━━ DOCUMENT TEXT ━━
Casual seafood: Old Oyster Factory, Kingfisher, Crazy Crab at Harbour Town. (also, Westin Hotel's seafood buffet, but it's so good, and pricey, that I placed it in the fine dining category above ) 

Breakfast: Skillet's, Waterfront Cafe (formerly Cafe Europa), Hilton Head Diner, Signe's. 

Mexican: San Miguel's .

Most popular (extreme casual/family fun/teens' choice):: Wild Wing Cafe. 

Lunch: Truffles, British Open Pub, Hilton Head Diner, Waterfront Cafe (at lighthouse).

Casual family ( very popular, inexpensive) : Aunt Chilada's. 

***** I have to add these notes, for FEAR that somebody may live life and NOT have the pleasure of experiencing these:::: at Santa Fe, order either the Grouper or the Cowboy Cut Rib Chop---both are unique & beyond fantastic. At Crane's Tavern, try the prime rib (or anything else)....All the other restaurants on my "fine dining" list have extraordinary entrees (ESPECIALLY Charlie's L'Etoile Verte and Sunset Grille, two of the very finest, and most romantic !!!! Sunset at Sunset Grille is very nice. So is cuisine.) None of these will disappoint. 

*****Enjoy, Marty (jme)**********************************
P.S. Also, trust anything that DAVE says!!!


----------



## Cindala (Apr 27, 2008)
━━━
━━ DATASET CONTENT ━━
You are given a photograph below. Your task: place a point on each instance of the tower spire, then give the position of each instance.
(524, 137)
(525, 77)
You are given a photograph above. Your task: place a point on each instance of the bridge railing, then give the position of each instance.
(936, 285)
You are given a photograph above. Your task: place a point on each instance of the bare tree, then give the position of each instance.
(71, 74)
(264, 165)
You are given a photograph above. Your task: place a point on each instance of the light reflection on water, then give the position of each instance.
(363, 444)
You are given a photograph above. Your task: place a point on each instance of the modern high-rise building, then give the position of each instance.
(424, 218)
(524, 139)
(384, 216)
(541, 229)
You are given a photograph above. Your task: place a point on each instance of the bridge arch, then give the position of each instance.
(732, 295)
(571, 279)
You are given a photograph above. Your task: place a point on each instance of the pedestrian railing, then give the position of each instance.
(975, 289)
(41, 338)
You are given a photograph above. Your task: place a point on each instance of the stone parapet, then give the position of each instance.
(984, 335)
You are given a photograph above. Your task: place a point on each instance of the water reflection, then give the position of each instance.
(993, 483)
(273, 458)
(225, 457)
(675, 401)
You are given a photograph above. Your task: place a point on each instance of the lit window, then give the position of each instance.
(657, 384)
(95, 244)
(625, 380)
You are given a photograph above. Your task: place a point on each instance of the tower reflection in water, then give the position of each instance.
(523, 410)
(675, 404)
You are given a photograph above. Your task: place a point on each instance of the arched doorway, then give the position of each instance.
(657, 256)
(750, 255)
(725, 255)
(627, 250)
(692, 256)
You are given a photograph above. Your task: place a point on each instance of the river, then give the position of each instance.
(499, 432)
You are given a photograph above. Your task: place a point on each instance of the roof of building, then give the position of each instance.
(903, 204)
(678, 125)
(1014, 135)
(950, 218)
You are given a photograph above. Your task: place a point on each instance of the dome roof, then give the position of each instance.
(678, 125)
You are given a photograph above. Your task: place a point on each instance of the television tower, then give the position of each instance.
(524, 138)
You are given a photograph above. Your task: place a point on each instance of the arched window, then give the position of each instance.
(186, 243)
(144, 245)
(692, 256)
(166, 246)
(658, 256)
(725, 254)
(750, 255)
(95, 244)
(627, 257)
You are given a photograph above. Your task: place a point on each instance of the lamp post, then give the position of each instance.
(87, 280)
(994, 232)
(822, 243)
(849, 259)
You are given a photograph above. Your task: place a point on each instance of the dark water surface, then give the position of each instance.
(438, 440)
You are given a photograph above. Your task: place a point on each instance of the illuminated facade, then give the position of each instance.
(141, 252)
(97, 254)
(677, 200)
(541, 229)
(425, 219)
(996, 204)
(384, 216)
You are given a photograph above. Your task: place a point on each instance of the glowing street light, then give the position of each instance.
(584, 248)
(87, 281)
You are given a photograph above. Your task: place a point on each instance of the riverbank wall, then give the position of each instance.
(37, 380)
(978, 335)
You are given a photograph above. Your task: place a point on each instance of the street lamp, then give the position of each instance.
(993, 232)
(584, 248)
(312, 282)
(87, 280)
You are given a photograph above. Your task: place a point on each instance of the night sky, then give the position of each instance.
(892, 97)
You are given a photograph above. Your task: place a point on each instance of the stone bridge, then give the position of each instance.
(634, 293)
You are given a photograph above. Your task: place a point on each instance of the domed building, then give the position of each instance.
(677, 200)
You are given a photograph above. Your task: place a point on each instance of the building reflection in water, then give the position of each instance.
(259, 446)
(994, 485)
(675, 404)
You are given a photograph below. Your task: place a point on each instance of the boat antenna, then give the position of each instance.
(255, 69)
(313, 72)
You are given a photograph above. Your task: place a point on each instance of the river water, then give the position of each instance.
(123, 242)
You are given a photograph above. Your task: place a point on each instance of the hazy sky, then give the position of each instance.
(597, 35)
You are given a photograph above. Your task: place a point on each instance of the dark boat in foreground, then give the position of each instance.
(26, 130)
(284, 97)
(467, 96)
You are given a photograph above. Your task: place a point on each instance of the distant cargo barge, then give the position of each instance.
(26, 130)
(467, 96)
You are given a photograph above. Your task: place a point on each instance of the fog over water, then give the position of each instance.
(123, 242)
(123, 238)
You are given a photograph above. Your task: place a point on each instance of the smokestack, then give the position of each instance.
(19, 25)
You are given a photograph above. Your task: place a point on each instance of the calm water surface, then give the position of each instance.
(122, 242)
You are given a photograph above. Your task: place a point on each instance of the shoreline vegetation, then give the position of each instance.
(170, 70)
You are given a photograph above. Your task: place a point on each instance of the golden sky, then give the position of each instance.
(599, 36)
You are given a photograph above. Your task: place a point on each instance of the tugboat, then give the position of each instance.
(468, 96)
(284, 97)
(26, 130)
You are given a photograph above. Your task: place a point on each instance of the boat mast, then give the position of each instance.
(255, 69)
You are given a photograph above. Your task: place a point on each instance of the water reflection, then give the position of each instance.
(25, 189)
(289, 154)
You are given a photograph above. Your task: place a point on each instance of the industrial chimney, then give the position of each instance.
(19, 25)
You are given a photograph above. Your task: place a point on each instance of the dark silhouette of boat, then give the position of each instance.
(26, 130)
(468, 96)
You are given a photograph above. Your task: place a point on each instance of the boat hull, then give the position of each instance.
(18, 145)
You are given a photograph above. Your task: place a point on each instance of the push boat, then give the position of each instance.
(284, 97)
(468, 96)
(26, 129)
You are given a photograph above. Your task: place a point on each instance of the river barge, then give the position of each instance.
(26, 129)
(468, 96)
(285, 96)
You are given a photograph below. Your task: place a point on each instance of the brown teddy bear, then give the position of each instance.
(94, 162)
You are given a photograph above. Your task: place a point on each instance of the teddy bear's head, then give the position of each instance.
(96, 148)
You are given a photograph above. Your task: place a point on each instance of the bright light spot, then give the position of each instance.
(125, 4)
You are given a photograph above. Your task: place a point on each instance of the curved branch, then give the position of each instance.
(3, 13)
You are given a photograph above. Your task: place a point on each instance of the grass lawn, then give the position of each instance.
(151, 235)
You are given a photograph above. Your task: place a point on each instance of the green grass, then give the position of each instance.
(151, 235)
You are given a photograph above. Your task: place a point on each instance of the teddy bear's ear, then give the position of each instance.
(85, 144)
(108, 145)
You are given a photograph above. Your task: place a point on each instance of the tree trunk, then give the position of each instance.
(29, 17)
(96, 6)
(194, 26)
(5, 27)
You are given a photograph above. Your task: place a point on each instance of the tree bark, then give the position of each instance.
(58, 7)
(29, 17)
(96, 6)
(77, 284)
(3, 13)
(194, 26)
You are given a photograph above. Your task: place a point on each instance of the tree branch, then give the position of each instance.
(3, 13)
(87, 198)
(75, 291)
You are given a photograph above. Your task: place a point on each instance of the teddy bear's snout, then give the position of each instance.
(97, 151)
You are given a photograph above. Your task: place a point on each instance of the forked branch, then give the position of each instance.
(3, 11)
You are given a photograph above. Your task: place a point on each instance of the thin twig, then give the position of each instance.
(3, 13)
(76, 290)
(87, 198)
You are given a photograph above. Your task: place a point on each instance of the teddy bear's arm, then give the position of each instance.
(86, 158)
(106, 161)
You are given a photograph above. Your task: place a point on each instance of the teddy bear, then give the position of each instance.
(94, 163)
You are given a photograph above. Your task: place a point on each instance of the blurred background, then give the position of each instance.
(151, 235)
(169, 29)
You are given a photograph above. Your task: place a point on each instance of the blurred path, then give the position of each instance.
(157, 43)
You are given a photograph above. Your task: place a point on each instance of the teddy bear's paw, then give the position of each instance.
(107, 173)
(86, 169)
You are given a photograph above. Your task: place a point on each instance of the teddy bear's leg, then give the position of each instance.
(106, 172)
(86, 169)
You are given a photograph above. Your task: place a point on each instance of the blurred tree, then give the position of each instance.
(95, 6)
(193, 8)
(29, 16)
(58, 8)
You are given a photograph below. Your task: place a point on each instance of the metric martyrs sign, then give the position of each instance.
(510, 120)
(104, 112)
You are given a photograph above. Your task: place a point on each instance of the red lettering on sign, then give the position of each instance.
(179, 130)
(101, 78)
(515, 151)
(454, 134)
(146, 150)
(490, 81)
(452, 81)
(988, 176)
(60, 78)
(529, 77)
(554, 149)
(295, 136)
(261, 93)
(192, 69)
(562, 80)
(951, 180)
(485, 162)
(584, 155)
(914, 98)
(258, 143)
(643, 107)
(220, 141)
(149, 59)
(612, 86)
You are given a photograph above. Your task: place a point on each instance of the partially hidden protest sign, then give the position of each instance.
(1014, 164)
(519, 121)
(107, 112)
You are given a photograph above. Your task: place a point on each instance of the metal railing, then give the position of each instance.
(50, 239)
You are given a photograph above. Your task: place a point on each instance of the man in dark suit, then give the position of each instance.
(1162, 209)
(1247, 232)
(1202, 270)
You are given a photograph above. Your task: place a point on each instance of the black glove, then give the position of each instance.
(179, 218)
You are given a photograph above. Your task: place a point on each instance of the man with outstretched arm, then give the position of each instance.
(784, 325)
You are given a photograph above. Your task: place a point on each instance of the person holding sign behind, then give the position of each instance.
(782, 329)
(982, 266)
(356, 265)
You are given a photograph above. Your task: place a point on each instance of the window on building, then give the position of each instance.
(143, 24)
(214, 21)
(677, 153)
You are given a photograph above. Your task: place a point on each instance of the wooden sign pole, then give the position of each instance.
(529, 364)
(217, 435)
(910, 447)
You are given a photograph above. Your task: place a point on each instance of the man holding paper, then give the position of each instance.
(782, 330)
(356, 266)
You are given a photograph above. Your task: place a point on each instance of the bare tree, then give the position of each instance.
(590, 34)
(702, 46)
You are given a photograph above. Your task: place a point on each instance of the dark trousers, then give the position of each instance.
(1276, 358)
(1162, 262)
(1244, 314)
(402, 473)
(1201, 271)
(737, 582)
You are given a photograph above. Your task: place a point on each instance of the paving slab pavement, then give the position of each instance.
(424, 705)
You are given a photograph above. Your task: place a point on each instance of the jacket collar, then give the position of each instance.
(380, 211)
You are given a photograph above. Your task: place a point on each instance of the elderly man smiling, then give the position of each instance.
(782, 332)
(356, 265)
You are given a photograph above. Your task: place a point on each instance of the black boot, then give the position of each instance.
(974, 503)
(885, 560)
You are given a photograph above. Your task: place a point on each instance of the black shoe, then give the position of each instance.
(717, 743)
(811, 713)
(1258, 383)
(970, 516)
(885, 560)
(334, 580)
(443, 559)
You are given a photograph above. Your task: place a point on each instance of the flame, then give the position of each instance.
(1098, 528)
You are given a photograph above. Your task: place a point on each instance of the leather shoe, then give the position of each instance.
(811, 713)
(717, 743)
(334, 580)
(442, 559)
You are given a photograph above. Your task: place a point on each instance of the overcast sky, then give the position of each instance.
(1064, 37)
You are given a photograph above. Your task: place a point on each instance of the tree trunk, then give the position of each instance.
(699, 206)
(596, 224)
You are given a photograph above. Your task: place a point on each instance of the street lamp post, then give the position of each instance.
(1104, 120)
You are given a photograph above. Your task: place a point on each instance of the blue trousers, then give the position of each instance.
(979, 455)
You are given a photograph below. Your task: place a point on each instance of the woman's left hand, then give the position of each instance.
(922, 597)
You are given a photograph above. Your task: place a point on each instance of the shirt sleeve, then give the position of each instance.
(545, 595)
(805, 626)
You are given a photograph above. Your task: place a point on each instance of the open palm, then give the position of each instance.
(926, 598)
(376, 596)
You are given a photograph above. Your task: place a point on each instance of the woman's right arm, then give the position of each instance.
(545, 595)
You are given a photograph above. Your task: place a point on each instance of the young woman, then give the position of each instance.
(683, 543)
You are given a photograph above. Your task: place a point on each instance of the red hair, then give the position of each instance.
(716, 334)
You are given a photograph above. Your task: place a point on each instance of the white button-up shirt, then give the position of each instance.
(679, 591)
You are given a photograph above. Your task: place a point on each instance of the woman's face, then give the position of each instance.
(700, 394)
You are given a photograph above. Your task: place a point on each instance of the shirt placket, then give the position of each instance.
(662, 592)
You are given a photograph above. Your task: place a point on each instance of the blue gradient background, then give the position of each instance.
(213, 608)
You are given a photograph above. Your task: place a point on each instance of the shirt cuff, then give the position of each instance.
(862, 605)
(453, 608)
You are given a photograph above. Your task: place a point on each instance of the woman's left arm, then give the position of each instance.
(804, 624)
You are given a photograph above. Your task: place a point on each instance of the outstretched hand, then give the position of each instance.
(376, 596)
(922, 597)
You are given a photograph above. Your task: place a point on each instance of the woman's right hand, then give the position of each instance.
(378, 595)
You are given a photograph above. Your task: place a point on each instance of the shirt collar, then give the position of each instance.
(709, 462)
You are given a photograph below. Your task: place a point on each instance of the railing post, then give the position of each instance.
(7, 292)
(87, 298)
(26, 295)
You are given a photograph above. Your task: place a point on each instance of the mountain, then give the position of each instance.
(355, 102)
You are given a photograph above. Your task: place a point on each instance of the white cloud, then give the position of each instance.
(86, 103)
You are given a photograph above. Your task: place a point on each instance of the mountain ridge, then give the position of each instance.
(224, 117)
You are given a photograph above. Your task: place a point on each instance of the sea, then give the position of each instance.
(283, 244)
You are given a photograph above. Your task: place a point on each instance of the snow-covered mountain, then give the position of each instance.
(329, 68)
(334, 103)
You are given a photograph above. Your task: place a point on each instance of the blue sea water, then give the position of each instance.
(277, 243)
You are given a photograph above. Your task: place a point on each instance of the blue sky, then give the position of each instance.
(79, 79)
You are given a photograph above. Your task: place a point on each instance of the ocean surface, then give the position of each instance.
━━━
> _DO THIS_
Transcribe the part of the restaurant recommendations starting with "Casual seafood: Old" and going on through "San Miguel's .".

> _SOLUTION BELOW_
Casual seafood: Old Oyster Factory, Kingfisher, Crazy Crab at Harbour Town. (also, Westin Hotel's seafood buffet, but it's so good, and pricey, that I placed it in the fine dining category above ) 

Breakfast: Skillet's, Waterfront Cafe (formerly Cafe Europa), Hilton Head Diner, Signe's. 

Mexican: San Miguel's .